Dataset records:
★ ★ ★ ★

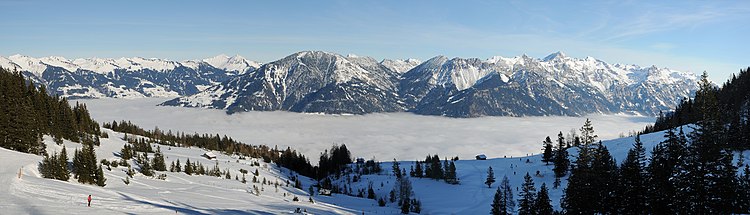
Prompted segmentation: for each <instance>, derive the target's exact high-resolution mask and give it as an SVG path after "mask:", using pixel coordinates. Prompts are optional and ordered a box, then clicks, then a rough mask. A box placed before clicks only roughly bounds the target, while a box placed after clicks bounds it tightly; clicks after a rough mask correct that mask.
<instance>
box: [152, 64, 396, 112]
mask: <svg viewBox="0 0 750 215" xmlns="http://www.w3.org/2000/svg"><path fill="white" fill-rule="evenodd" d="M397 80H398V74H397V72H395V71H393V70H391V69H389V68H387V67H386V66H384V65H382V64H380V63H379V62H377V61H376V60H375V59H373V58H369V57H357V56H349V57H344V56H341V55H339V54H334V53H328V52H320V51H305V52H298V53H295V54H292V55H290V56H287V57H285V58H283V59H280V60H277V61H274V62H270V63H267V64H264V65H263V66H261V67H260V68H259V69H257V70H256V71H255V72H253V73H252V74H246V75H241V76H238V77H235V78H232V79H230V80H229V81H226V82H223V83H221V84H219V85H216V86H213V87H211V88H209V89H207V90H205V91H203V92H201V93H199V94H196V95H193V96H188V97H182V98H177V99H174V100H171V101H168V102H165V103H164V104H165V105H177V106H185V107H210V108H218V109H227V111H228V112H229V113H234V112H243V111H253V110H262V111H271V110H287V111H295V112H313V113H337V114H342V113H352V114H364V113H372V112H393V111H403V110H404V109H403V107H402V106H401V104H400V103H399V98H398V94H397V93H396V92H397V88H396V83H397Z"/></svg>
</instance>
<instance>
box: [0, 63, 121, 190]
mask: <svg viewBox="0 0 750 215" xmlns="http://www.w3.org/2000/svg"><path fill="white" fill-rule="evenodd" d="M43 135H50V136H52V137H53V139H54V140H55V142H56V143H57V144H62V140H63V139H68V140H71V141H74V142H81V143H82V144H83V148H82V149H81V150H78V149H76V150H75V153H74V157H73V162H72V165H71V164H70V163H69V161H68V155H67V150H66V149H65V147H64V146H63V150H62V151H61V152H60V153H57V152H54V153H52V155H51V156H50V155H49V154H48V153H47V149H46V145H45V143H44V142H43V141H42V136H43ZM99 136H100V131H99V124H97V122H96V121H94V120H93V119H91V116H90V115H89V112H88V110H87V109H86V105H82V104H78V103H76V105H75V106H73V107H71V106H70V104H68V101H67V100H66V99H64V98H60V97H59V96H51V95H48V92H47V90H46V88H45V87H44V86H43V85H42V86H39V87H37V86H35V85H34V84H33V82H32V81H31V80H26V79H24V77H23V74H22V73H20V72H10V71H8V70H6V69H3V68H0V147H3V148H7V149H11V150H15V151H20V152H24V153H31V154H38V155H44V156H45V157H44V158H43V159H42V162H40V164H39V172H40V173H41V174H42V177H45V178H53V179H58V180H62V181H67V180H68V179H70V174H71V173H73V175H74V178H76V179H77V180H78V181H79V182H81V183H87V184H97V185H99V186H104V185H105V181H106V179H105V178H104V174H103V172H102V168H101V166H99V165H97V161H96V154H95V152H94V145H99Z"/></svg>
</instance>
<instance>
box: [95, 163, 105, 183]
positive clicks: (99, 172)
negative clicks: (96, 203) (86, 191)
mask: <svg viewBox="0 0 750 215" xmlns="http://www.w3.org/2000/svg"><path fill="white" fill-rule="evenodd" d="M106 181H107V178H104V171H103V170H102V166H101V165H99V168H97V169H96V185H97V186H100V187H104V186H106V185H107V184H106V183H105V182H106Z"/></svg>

★ ★ ★ ★

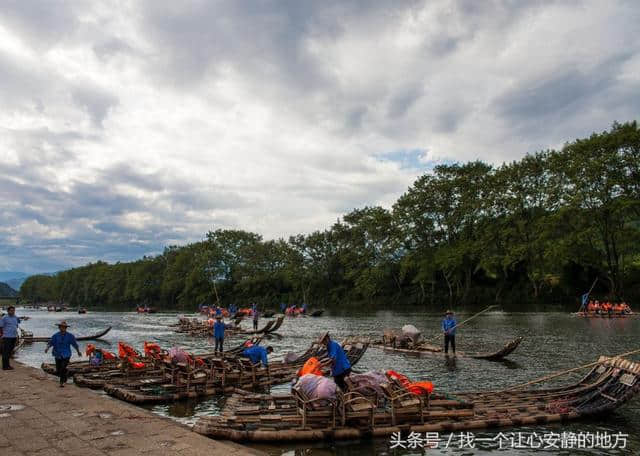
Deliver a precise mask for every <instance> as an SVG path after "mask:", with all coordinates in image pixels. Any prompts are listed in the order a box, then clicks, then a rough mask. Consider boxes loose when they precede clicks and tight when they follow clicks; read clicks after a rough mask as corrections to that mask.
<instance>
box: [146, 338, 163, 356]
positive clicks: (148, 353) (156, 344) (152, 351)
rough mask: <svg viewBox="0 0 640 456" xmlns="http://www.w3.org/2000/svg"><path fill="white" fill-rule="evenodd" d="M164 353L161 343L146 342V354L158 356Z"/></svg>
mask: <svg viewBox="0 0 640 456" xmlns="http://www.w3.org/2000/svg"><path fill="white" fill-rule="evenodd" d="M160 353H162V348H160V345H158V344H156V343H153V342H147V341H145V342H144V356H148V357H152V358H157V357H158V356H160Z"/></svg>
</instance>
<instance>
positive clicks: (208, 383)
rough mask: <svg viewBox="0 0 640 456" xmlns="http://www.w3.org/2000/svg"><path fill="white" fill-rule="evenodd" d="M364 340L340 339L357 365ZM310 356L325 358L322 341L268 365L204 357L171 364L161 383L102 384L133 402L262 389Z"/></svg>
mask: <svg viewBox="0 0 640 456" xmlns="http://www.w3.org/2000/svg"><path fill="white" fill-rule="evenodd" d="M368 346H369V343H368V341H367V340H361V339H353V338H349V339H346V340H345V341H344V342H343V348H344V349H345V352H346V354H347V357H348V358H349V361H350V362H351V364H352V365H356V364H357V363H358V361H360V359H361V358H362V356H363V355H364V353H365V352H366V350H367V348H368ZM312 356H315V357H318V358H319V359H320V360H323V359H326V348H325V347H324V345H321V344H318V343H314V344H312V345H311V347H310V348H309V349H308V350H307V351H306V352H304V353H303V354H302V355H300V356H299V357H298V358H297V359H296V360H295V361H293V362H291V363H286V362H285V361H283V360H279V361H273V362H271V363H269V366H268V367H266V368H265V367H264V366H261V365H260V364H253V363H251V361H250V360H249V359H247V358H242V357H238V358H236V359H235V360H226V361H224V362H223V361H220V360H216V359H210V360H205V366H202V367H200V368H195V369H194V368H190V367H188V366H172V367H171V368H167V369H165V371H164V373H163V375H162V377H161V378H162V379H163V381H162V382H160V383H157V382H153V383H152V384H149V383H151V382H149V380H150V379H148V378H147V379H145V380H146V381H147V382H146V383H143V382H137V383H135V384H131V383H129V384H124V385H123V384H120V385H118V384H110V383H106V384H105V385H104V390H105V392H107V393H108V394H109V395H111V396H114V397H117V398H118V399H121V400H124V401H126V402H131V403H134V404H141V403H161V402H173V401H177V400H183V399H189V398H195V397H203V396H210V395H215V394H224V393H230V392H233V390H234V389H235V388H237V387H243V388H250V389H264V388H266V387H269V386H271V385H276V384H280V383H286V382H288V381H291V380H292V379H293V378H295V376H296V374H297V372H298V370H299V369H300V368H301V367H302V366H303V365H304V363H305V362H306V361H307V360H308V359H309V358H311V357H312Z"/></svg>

★ ★ ★ ★

● **Exercise prompt**: Replace "mask" with "outline" in the lines from the line with "Prompted segmentation: for" up to and including the line with "box: [152, 64, 396, 112]", leaving everything else unchanged. Give only those lines.

● **Result below**:
Prompted segmentation: for each <instance>, derive the target's exact high-resolution outline and give it as an SVG path after "outline:", using pixel coordinates. Prompts are optional and ordered a box, then clicks, then a rough outline. A box placed before clicks only roughly bounds the target, while a box placed after clicks bounds it tightly; clicks after a rough outline correct that outline.
<instance>
box: [152, 64, 396, 112]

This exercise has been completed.